> **ТЕКСТ ДЛЯ ЧТЕНИЯ**
<<<<

По другую сторону границы – страх, недоверие, сопротивление законам вероятности – все то, из-за чего человеческие существа так плохо умеют оценивать риск. Родительское решение насчет того, прививать ли ребенка, – «вопрос не морали, а расчета», подчеркивал де ла Кондамин. Всегда существовало стремление выдать желаемое за действительное: эмоции мешали принимать решения, тревога склоняла чашу весов не в ту сторону. Когда перспектива смерти или тяжкого вреда казалась неминуемой, многие, поддавшись влиянию суеверий или ложных сведений, считали, что предпочтительнее более отдаленная угроза, хоть и гораздо более значительная и почти неминуемая, чем более близкая и незначительная, связанная, например, с прививкой.
Российская императрица Екатерина II понимала эту двойственность и сама являлась ее воплощением. Ее ум, любивший порядок, приветствовал ясность и четкость сравнительных таблиц: к 1768 г., когда во многих местах уже утвердилась новая упрощенная прививочная методика, среди здоровых пациентов от прививки не умирал практически никто, тогда как натуральная оспа убивала каждого пятого или шестого заразившегося. Дэниэл Саттон бросил вызов своим критикам, настаивая, чтобы они доказали, что его лечение хоть раз напрямую привело к летальному исходу. К 1781 г. Томас Димсдейл, человек гораздо более осмотрительный, уже заявил, что новая методика «застрахована от всяческих ошибок», если применять ее правильно, с соблюдением всех норм безопасности.
Сегодня этот рекорд рациональности почти забыт. Всякий «разумный человек», видя перед собой два опасных пути, при прочих равных условиях изберет наименее рискованный, писала Екатерина прусскому королю Фридриху Великому вскоре после своей прививки. Она понимала, что такое статистические данные, и доверяла им. Мало того, убедив себя (после изучения цифр и фактов), что метод эффективен, она твердо держалась своего решения, даже когда сам Томас колебался. Ученые обязаны сомневаться, а политики стремятся к определенности. Оценка государыней научных шансов шла бок о бок с политическим расчетом: ее легитимность как правительницы опиралась на ее сына, и защита сына от оспы помогла ей укрепить собственную власть.
В рассказах императрицы о своей прививке звучал голос разума, но она признавала и роль чувств. Она писала Фридриху, что всю жизнь боролась с «ужасным страхом» оспы – и «столкнулась с тысячью трудностей», пытаясь обуздать эти опасения. Когда угроза болезни нависла над ее сыном и ей во второй раз представилась возможность привить его, она смогла пойти на этот шаг лишь при одном условии – если вначале она сама подвергнется процедуре. В дальнейшем они все больше отдалялись друг от друга, но она оставалась матерью, а Павел – ее сыном. Когда она уговаривала Томаса забыть тревоги, связанные с неудовлетворительными результатами испытательных прививок, она, быть может, обращалась не только к своему врачу, но и к своим глубинным страхам.

>>>>

> **ПРЕДОСТАВЛЕННЫЕ ДАННЫЕ**
<<<<

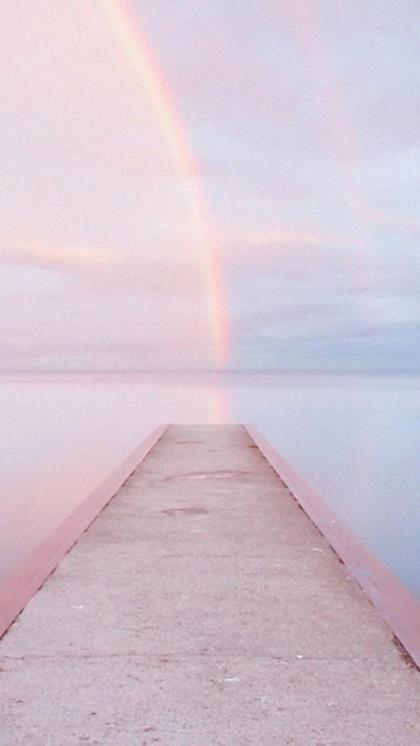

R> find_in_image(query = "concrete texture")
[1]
[0,426,420,746]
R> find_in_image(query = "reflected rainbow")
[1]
[98,0,230,368]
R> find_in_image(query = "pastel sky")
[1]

>>>>

> **ЗАДАНИЕ A**
Перепишите фрагмент текста о прививках от слов «Сегодня этот рекорд» и до слов «укрепить собственную власть.», подставив «императрица» вместо «Екатерина».
> **ЗАДАНИЕ B**
Изложите в виде списка главные факты абзаца текста о прививках, который начинается словами «Российская императрица Екатерина II понимала эту двойственность».
> **ЗАДАНИЕ C**
При каком условии Екатерина, согласно тексту о прививках, смогла решиться привить сына?

> **ОТВЕТ К ЗАДАНИЮ A**
Сегодня этот рекорд рациональности почти забыт. Всякий «разумный человек», видя перед собой два опасных пути, при прочих равных условиях изберет наименее рискованный, писала императрица прусскому королю Фридриху Великому вскоре после своей прививки. Она понимала, что такое статистические данные, и доверяла им. Мало того, убедив себя (после изучения цифр и фактов), что метод эффективен, она твердо держалась своего решения, даже когда сам Томас колебался. Ученые обязаны сомневаться, а политики стремятся к определенности. Оценка государыней научных шансов шла бок о бок с политическим расчетом: ее легитимность как правительницы опиралась на ее сына, и защита сына от оспы помогла ей укрепить собственную власть.

> **ОТВЕТ К ЗАДАНИЮ B**
- Екатерина II понимала двойственность в оценке риска и сама была ее воплощением.
- Ее ум любил порядок и приветствовал ясность сравнительных таблиц.
- К 1768 г. новая упрощенная методика прививки утвердилась во многих местах. От прививки среди здоровых пациентов почти никто не умирал, а натуральная оспа убивала каждого пятого или шестого заразившегося.
- Дэниэл Саттон требовал от критиков доказать хотя бы один смертельный исход, напрямую вызванный его лечением.
- К 1781 г. более осмотрительный Томас Димсдейл заявил, что при правильном применении и соблюдении норм безопасности методика «застрахована от всяческих ошибок».

> **ОТВЕТ К ЗАДАНИЮ C**
Она могла пойти на это, только если вначале сама подвергнется процедуре.